---------- SUPPLIED TEXT ----------

UNITED STATES OF AMERICA,
Respondent.
No. 1:16-cv-01621-SEB-TAB
Order Denying Motion for Relief Pursuant to 28 U.S.C. § 2255
and Denying Certificate of Appealability
Charles Brown seeks relief from his sentence pursuant to 28 U.S.C. § 2255 arguing that he
does not have sufficient prior convictions to support the enhancement of his sentence under the
Armed Career Criminal Act (ACCA), 18 U.S.C. § 924(e). For the reasons discussed below,
Brown’s motion must be denied, and the action dismissed with prejudice. In addition, the Court
finds that a certificate of appealability should not issue.
I. The § 2255 Motion
A court may grant relief from a federal conviction or sentence pursuant to § 2255 “upon
the ground that the sentence was imposed in violation of the Constitution or laws of the United
States, or that the court was without jurisdiction to impose such sentence, or that the sentence was
in excess of the maximum authorized by law, or is otherwise subject to collateral attack.” 28 U.S.C.

----------

== STATED PROBLEM 1 ==
Restate the court order above verbatim and in its entirety.

---------- RAW DATA ----------

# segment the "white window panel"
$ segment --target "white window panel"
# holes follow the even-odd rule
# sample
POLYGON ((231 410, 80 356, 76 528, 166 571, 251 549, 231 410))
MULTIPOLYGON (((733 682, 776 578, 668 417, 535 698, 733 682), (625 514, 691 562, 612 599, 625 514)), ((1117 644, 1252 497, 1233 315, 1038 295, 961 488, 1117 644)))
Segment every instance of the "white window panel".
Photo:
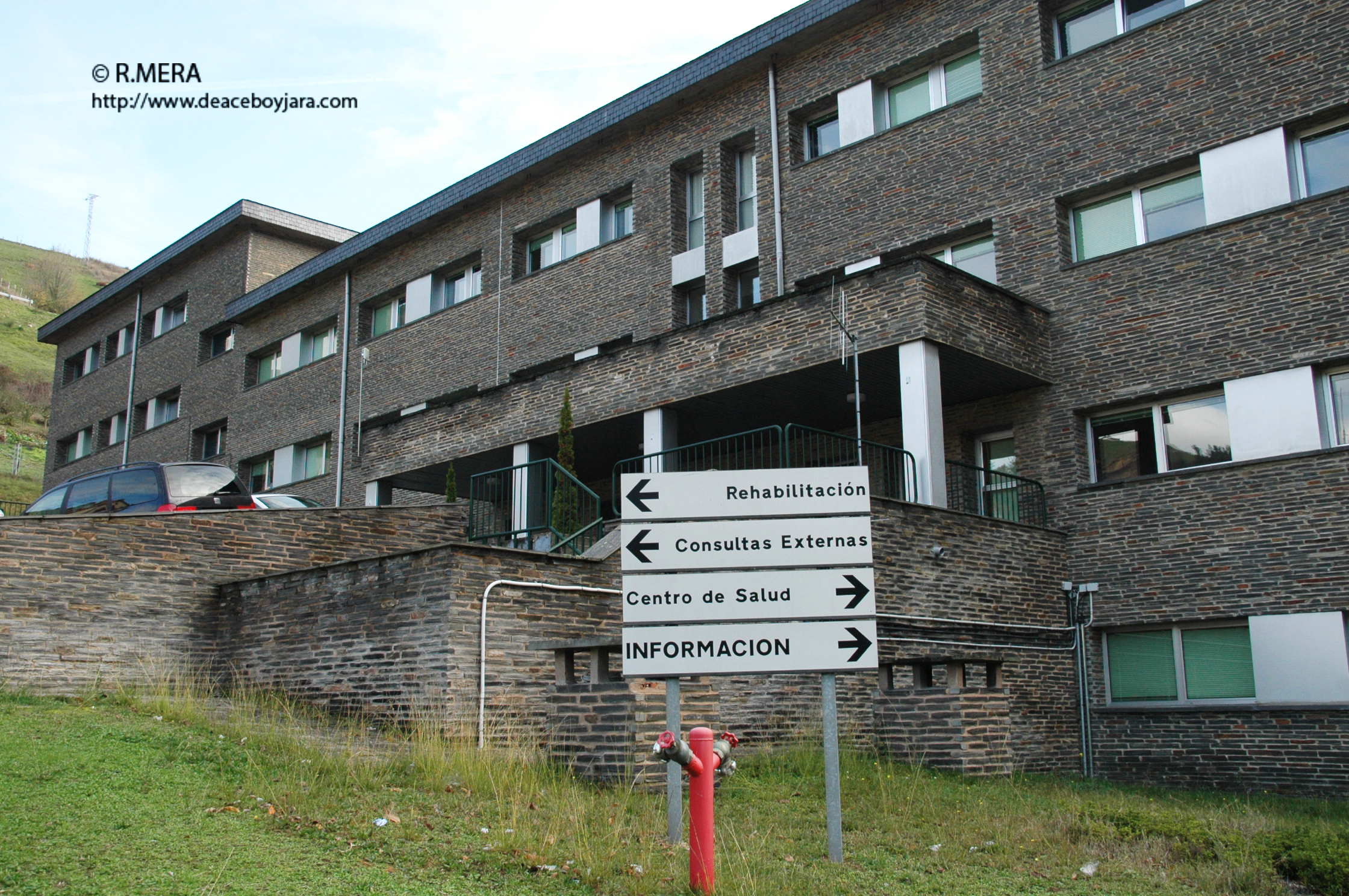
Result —
POLYGON ((876 105, 871 82, 854 84, 839 90, 839 146, 857 143, 876 134, 876 105))
POLYGON ((576 209, 577 252, 584 252, 585 250, 599 246, 600 231, 603 229, 603 202, 600 200, 594 200, 576 209))
POLYGON ((1311 367, 1222 383, 1232 429, 1232 459, 1276 457, 1321 448, 1321 418, 1311 367))
POLYGON ((281 363, 278 364, 279 374, 289 374, 299 367, 301 341, 304 341, 302 333, 291 333, 286 339, 281 340, 281 363))
POLYGON ((1349 700, 1349 653, 1340 611, 1251 617, 1251 659, 1261 703, 1349 700))
POLYGON ((1210 224, 1292 201, 1283 128, 1201 152, 1199 173, 1210 224))
POLYGON ((432 275, 418 277, 405 287, 406 305, 403 309, 403 323, 410 324, 430 314, 430 282, 432 275))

----------

== STATED PROBLEM 2 ==
Transcribe verbatim the entry that follows the court order, omitting the picture.

== EXERCISE RESULT 1 ==
UNITED STATES OF AMERICA,
Respondent.
No. 1:16-cv-01621-SEB-TAB
Order Denying Motion for Relief Pursuant to 28 U.S.C. § 2255
and Denying Certificate of Appealability
Charles Brown seeks relief from his sentence pursuant to 28 U.S.C. § 2255 arguing that he
does not have sufficient prior convictions to support the enhancement of his sentence under the
Armed Career Criminal Act (ACCA), 18 U.S.C. § 924(e). For the reasons discussed below,
Brown’s motion must be denied, and the action dismissed with prejudice. In addition, the Court
finds that a certificate of appealability should not issue.
I. The § 2255 Motion
A court may grant relief from a federal conviction or sentence pursuant to § 2255 “upon
the ground that the sentence was imposed in violation of the Constitution or laws of the United
States, or that the court was without jurisdiction to impose such sentence, or that the sentence was
in excess of the maximum authorized by law, or is otherwise subject to collateral attack.” 28 U.S.C.

== EXERCISE RESULT 2 ==
# segment the "white window panel"
$ segment --target "white window panel"
# holes follow the even-odd rule
# sample
POLYGON ((231 410, 80 356, 76 528, 166 571, 251 549, 231 410))
MULTIPOLYGON (((733 682, 776 578, 668 417, 535 698, 733 682), (625 514, 691 562, 612 599, 625 514)), ((1117 644, 1252 497, 1233 315, 1038 295, 961 488, 1117 644)))
Segment every instance of the "white window panel".
Photo:
Result —
POLYGON ((876 105, 871 82, 854 84, 839 90, 839 146, 857 143, 876 134, 876 105))
POLYGON ((576 209, 577 252, 584 252, 585 250, 599 246, 600 231, 603 229, 603 202, 600 200, 594 200, 576 209))
POLYGON ((1311 367, 1222 383, 1232 429, 1232 459, 1276 457, 1321 448, 1321 418, 1311 367))
POLYGON ((281 363, 278 364, 279 374, 289 374, 299 367, 301 341, 304 341, 302 333, 291 333, 286 339, 281 340, 281 363))
POLYGON ((1349 700, 1349 653, 1340 611, 1251 617, 1251 659, 1261 703, 1349 700))
POLYGON ((1210 224, 1292 201, 1283 128, 1201 152, 1199 173, 1210 224))
POLYGON ((432 275, 418 277, 405 287, 406 305, 403 309, 403 323, 410 324, 430 314, 430 282, 432 275))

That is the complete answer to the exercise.